● **SHORT EXERCISE**: Rewrite the lines below as a JSON list of strings, one string per line, skipping blank lines and leaving out the pictures.

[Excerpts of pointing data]

------------------------------------

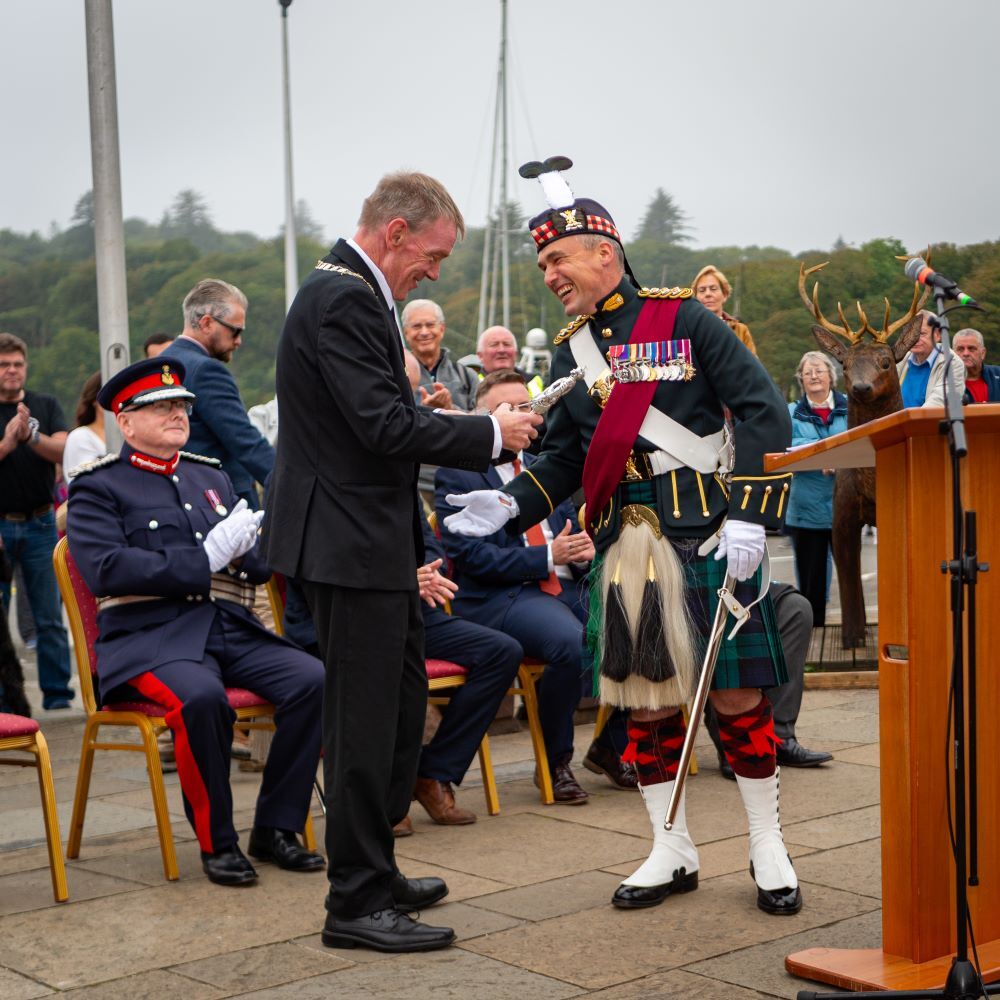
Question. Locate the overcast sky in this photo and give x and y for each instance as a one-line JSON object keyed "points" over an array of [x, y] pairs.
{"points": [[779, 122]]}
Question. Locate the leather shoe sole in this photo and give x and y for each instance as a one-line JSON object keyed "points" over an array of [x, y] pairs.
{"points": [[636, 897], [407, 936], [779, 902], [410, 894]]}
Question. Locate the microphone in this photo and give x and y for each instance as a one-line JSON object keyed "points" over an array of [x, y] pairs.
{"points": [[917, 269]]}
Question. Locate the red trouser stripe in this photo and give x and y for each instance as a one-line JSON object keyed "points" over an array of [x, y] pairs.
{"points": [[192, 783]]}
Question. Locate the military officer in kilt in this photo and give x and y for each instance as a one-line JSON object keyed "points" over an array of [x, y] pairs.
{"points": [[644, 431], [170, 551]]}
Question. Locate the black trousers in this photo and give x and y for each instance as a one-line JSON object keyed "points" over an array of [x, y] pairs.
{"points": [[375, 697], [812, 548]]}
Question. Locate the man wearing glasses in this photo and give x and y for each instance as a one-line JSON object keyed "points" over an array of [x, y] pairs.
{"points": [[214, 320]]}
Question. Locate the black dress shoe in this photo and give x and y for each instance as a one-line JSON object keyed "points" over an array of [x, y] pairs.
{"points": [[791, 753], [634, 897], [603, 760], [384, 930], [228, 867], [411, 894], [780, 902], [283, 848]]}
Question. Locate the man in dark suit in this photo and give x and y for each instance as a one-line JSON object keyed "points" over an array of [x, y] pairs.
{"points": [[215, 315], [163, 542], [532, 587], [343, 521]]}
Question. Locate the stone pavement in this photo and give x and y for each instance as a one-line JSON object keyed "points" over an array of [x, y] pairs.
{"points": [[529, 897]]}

------------------------------------

● **TASK RESULT**:
[
  "Question. Locate the overcast sky in this photo and give x and y for each instance as a one-line JSON object keyed \"points\" over an array of [x, y] pairs.",
  "{\"points\": [[779, 122]]}",
  "Question. Locate the leather shoe sole in this photo and give x and y for each instance as a one-line JSON object keyed \"points\" over an array of [x, y] pairs.",
  "{\"points\": [[636, 897], [407, 936], [779, 902], [410, 894]]}",
  "Question. Locate the microphone in this photo and give x and y for each instance as a one-line JSON object keyed \"points\" over an array of [x, y] pairs.",
  "{\"points\": [[917, 269]]}",
  "Question. Locate the red trouser stripe in this photo and give x and y for each instance as a one-line JSON object keyed \"points\" over an array of [x, y] pairs.",
  "{\"points\": [[192, 783]]}",
  "Question. Locate the military officer in kilt in this photo and give x and y for each instance as a one-line JSON object keyed \"points\" over an array of [x, y] pairs.",
  "{\"points\": [[644, 431], [170, 551]]}",
  "Question. Locate the black trousers in this photo and give x and y for each instance as a one-line JSON object keyed \"points\" over an array of [x, y] pairs.",
  "{\"points\": [[375, 697], [812, 548]]}",
  "Question. Locate the man wearing glasses in this photo and give x and y for each instance as a one-line JSON object keyed \"points\" over an array of [x, y] pairs.",
  "{\"points\": [[214, 320]]}",
  "Question. Locate the black dress shoe in this photo and give x and y for each instance as a one-line JSON object keyed \"points\" over an array of [x, y] pairs.",
  "{\"points\": [[791, 753], [634, 897], [603, 760], [384, 930], [228, 867], [411, 894], [780, 902], [283, 848]]}",
  "Question. Locate the man in dark suit in this photo and give x and y for each instance as a one-line JSON object keyed \"points\" over an array of [x, y] pairs.",
  "{\"points\": [[215, 315], [163, 542], [532, 587], [343, 521]]}",
  "Question. Locate the stone pavement in this photo and give x and y for each instance as a one-line JSON object keyed \"points\" over an array of [x, y] pairs.",
  "{\"points\": [[529, 897]]}"
]